* _Task requirements_:
Give back, unchanged, each line from the one containing "Need: a point" through the last line of the entries below.

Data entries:
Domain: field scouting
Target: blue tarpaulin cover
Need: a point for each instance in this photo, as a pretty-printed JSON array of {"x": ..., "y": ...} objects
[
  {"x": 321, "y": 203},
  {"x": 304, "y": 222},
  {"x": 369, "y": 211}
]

* _Written answer_:
Need: a point for each instance in this photo, as a pretty-printed JSON array of {"x": ..., "y": ...} objects
[
  {"x": 321, "y": 203},
  {"x": 304, "y": 222},
  {"x": 369, "y": 211}
]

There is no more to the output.